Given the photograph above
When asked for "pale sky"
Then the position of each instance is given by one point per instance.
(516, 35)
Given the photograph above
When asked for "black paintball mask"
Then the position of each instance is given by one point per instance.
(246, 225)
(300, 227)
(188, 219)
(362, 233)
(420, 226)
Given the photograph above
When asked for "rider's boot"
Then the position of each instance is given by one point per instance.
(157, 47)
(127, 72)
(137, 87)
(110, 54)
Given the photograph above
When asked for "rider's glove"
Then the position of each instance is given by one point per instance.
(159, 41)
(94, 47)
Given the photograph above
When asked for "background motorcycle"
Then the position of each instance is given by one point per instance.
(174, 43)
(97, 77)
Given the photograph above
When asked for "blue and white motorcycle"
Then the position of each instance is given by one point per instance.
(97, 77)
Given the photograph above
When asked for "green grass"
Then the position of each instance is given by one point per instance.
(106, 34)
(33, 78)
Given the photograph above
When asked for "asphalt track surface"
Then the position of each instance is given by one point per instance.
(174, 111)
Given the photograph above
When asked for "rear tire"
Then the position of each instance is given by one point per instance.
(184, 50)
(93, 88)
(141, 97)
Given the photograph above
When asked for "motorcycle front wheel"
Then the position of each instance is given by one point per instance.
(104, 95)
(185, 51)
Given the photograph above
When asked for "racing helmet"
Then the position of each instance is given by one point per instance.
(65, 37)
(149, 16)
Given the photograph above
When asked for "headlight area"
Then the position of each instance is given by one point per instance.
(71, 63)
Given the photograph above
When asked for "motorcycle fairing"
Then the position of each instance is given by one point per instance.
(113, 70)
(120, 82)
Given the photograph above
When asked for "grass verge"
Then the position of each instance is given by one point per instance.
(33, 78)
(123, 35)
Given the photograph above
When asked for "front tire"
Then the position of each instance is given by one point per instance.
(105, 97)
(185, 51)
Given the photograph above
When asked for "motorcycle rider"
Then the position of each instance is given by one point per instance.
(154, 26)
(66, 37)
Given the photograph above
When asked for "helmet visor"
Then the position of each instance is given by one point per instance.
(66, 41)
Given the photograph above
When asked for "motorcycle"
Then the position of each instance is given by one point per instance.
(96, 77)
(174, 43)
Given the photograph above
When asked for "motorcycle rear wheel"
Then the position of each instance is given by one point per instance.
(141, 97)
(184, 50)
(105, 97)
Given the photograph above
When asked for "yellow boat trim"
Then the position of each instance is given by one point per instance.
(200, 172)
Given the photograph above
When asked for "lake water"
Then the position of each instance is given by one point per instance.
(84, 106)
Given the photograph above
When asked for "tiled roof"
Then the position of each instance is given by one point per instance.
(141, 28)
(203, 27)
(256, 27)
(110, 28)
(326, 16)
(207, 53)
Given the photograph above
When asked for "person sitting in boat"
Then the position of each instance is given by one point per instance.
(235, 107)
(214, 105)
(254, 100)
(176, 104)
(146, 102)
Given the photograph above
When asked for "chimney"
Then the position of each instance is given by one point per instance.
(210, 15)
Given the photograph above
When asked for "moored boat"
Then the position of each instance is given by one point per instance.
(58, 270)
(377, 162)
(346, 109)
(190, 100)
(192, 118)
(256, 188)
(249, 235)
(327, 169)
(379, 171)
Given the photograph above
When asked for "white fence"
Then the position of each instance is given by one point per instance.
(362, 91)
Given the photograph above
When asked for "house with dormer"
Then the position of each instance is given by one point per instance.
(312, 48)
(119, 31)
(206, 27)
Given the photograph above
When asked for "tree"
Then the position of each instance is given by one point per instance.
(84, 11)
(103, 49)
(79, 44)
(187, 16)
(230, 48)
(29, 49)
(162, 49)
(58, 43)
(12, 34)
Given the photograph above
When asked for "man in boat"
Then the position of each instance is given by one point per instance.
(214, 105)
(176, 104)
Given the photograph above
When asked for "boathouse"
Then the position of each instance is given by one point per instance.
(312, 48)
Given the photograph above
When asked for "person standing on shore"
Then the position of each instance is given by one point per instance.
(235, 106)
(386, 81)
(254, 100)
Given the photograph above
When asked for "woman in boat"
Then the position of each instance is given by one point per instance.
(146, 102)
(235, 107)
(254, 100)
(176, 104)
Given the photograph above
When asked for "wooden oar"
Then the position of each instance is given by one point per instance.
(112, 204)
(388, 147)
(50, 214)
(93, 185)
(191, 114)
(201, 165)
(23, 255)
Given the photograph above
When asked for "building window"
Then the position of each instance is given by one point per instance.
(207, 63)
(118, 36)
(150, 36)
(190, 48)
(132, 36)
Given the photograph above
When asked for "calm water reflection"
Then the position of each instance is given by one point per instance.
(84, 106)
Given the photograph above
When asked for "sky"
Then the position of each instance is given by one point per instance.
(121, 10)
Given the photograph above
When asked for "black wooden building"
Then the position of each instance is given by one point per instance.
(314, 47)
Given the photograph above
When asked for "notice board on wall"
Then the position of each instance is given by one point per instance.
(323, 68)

* Task prompt
Every record above needs to be given again exactly.

* Your response
Given the photograph above
When asked for "pale sky"
Then the position of each instance is given by one point per instance.
(516, 35)
Given the photograph above
When asked for "black paintball mask"
Then the position of each instance is given by one point per instance.
(246, 225)
(300, 227)
(188, 219)
(362, 233)
(420, 226)
Given the photograph above
When asked for "rider's boot"
Then the position of each instance is given by one point per instance.
(157, 47)
(127, 72)
(137, 87)
(110, 54)
Given the photograph above
When asked for "rider's glove"
Then the position of each instance is given by one point per instance.
(159, 41)
(94, 47)
Given the photograph above
When asked for "background motorcycle"
Then the position of each instance is given by one point per instance.
(174, 43)
(97, 77)
Given the photograph above
When asked for "blue and white motorcycle"
Then the position of each instance is given by one point per instance.
(97, 77)
Given the photograph above
When asked for "green grass"
Then the position of each instance is given by one point per instance.
(106, 34)
(33, 78)
Given the photograph above
When asked for "asphalt track surface"
Then the position of each instance is given by one point per instance.
(174, 111)
Given the photograph above
When asked for "rear tire"
Then the position of each instance is given by one point per instance.
(184, 50)
(93, 88)
(141, 97)
Given the photograph above
When asked for "motorcycle front wheel"
Then the position of each instance is given by one point per instance.
(104, 95)
(185, 51)
Given the photograph above
When asked for "racing helmet"
Then the position of each instance is given by one point per instance.
(65, 37)
(149, 16)
Given the photograph above
When asked for "headlight area"
Then the position of each instance is given by one point per instance.
(71, 63)
Given the photograph above
When asked for "motorcycle fairing"
Then the position of each instance is given by one point per instance.
(113, 70)
(120, 82)
Given the photograph above
When asked for "grass verge"
Then the position of each instance is given by one point per instance.
(33, 78)
(123, 35)
Given the photograph above
When asked for "front tire"
Then the position of each instance is given by one point per instance.
(105, 97)
(185, 51)
Given the photograph above
When asked for "motorcycle rider"
Then the position of each instance is given by one point per instance.
(154, 26)
(66, 37)
Given the photograph above
When asked for "helmet visor"
Then the position of each instance is given by one point per instance.
(66, 41)
Given the photograph above
When asked for "motorcycle"
Then the position of each instance is given by one point per instance.
(96, 77)
(174, 43)
Given the photograph above
When asked for "motorcycle rear wheel"
Then the position of each instance is given by one point per instance.
(141, 97)
(184, 50)
(105, 97)
Given the photograph above
When asked for "yellow boat trim"
Then the position of each instance is given by one point per instance.
(200, 172)
Given the photograph above
When asked for "lake water"
Then the position of each instance is given by one point per instance.
(84, 106)
Given the photograph above
When asked for "tiled roof"
Then the position of each instance is given by one point per instance.
(141, 28)
(203, 27)
(256, 27)
(110, 28)
(326, 16)
(207, 53)
Given the photograph above
When asked for "person sitting in boat"
Then the position of each instance is given by one point per instance.
(235, 107)
(214, 105)
(254, 100)
(176, 104)
(146, 102)
Given the photograph above
When asked for "chimney"
Then the position of each instance is given by one point per instance.
(210, 15)
Given the photograph above
When asked for "moored boat"
Then the position of each instance is given by one point per instance.
(58, 270)
(377, 162)
(346, 109)
(190, 100)
(192, 118)
(256, 188)
(249, 235)
(327, 169)
(379, 171)
Given the photograph above
When asked for "white fence"
Then the position of each instance is given by one point per instance.
(362, 91)
Given the photograph above
When asked for "house with dormer"
Then the position of each instance is given by one point per instance.
(312, 48)
(119, 31)
(206, 27)
Given the photograph above
When asked for "tree"
Then the position of each instance is given by one point per instance.
(84, 11)
(103, 49)
(79, 44)
(187, 16)
(230, 48)
(29, 49)
(162, 49)
(58, 43)
(12, 34)
Given the photograph above
When asked for "man in boat"
Then the position of each instance is given by one point per instance.
(214, 105)
(176, 104)
Given the photograph above
When asked for "boathouse"
Then the position of each instance is given by one point per instance.
(312, 48)
Given the photograph above
When asked for "person standing on shore"
Then the position of each instance is given by one point per instance.
(235, 106)
(386, 81)
(254, 100)
Given the photograph above
When asked for "woman in boat"
Then the position of each instance is given by one point per instance.
(146, 102)
(235, 107)
(254, 100)
(176, 104)
Given the photograph above
When asked for "wooden oar"
Then the position of each instance is given by one point per instance.
(112, 204)
(388, 147)
(50, 214)
(93, 185)
(191, 114)
(201, 165)
(23, 255)
Given the photograph above
When asked for "building window"
Then the position of each instance is given by one point per instance.
(207, 63)
(118, 36)
(150, 36)
(190, 48)
(132, 36)
Given the photograph above
When asked for "calm water reflection"
Then the position of each instance is given by one point per instance.
(84, 106)
Given the photograph above
When asked for "sky"
Then the position of each instance is given by one point per instance.
(121, 10)
Given the photograph above
When asked for "black wooden building"
Then the position of each instance is given by one point per instance.
(314, 47)
Given the photograph above
When asked for "notice board on wall"
Then the position of each instance is given by one point per instance.
(323, 68)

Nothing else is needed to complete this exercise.